[Selection]:
◇ ◇ ◇
It’s been a week since our six-person, five-bike team Once in a Blue Moon rode 226 miles in 24 hours on April 22-23 as part of the D.C. Randonneurs 2017 fleche, and I’m just now getting my head clear to post our story, so forgive the tardiness. It’s worth it to get a story that isn’t clouded by sleep deprivation, I hope.
In case you are unaware of the fleche, it’s the main team randonneur event of the year. Teams of up to five riders or bikes (tandems count as one bike, yay!) make up their own route that covers at least 360 kilometers (223.6 miles), with 24 hours to finish and no stops of longer than two hours, so you can’t race and finish way early.
Interested? Perplexed? Shocked, even? Typical for randonneuring, there are a bunch of rules, see them here. In sum, it’s a long ride with time limits, just like other randonneur rides, but you get to make up your own route and have to finish together.
I tried to get this post out earlier in the week but needed time to process the whole event and catch up on my sleep. I always think I’m back to normal from the fleche after just one or two night’s sleep, but it always takes longer.
The Fleche: What the Heck is That?
We like the fleche but mostly during the ride and after. In advance the concept is daunting.
The fleche is run on or near the Easter weekend so spring weather is a given. Riders have to bring night/cold/wet weather gear, and of course learn how to stay awake in the wee hours. They also have to get to a remote start, if a point-to-point route is chosen to the designated finish at the Key Bridget Marriott in Arlington, across the Potomac River from Washington.
◇ ◇ ◇
[Data lines]:
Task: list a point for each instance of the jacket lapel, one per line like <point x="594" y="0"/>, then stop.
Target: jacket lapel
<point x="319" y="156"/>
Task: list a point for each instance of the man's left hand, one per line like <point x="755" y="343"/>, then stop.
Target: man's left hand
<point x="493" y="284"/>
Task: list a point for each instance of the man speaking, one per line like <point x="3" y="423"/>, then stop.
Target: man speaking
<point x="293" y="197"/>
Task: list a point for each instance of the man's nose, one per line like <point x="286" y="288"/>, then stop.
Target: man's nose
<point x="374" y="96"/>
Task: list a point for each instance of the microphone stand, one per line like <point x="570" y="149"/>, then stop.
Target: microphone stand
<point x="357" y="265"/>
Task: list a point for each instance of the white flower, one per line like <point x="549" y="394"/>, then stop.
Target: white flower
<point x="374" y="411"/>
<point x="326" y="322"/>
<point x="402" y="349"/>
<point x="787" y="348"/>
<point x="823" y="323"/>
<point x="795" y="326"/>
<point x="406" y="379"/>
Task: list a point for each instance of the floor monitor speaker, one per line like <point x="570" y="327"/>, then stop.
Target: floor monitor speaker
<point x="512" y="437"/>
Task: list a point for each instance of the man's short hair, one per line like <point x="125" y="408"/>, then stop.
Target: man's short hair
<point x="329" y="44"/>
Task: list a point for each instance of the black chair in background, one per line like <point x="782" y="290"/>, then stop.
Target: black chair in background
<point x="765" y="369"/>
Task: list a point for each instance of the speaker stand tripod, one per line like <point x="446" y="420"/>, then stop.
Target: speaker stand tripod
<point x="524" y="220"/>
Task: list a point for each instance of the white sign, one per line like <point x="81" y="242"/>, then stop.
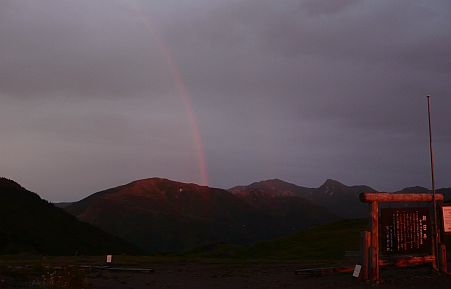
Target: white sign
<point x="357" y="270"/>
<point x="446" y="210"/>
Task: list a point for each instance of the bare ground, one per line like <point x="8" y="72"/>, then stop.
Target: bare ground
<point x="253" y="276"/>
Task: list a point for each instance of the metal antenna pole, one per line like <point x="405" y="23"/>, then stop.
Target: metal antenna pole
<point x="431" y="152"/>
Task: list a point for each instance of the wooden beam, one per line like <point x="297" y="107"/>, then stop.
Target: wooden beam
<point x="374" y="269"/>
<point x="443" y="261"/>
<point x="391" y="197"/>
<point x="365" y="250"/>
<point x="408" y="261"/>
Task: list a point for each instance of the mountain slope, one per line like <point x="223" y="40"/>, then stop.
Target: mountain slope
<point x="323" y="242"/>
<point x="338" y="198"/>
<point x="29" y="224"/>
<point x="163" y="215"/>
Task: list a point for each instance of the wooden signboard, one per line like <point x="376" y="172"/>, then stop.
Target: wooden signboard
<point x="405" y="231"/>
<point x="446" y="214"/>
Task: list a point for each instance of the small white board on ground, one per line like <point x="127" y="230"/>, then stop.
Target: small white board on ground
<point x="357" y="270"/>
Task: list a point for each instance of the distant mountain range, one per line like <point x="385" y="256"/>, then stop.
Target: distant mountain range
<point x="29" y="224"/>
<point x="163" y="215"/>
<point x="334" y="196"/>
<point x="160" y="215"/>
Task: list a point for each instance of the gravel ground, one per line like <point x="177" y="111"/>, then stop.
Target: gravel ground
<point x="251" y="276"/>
◇ ◇ ◇
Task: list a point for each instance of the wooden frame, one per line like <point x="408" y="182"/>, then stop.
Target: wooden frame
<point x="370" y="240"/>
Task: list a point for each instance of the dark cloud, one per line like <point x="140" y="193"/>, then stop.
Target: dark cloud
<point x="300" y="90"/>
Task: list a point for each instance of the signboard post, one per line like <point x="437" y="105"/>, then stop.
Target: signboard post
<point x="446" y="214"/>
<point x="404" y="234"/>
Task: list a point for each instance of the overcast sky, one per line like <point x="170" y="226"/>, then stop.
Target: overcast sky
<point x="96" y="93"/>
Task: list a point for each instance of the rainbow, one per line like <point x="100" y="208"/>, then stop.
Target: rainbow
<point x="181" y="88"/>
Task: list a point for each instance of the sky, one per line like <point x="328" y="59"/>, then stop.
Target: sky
◇ ◇ ◇
[Written instruction 1]: In the account of the fleche ride, how many miles did the team Once in a Blue Moon ride, and in how many hours?
[Written instruction 2]: Resume the account of the fleche ride from its final sentence.

[Exercise result 1]: 226 miles in 24 hours.

[Exercise result 2]:
This year our team had two randonneur newbies which added another bit of extra uncertainty – though they did fine! More below. A team must have at least three bikes finish together for an official result, but the goal is always to complete the ride with nobody dropped, and optimally riding as a group the entire way.
Lastly, there is always the threat of bad weather. It’s rare that there is no rain somewhere in the Mid-Atlantic on a fleche weekend, and usually some winds. Every team (this year there were seven that attempted the DC Randonneurs event, five were successful) throws the dice in deciding their general direction regarding the weather. Last year half of 10 teams abandoned because of a massive cold front from the northwest with gusty winds.
This year we started in Cumberland, Md., at the northern end of the C&O Canal Towpath where it meets Great Allegheny Passage Trail that links Washington with Pittsburgh. Mary and I drove out Friday morning in a rental minivan with the Spectrum tandem, which isn’t allowed on the train because it’s too long – the tandem, that is!
Cumberland has an Enterprise franchise that accepted a one-way rental, and a staffer drove us back to the hotel, which was nice.
Team OIABM was drawn together by our English pal and captain Jerry Seager, who loves to provide cue sheets in proper European kilometers instead of miles, finds restaurants for meals, and looks for mountains and dirt roads to liven up the proceedings. For the second year in a row Jerry had us start from a town on Amtrak’s Capitol Limited line, which has bike service, so that our team could ride a point-to-point route without arranging a shuttle.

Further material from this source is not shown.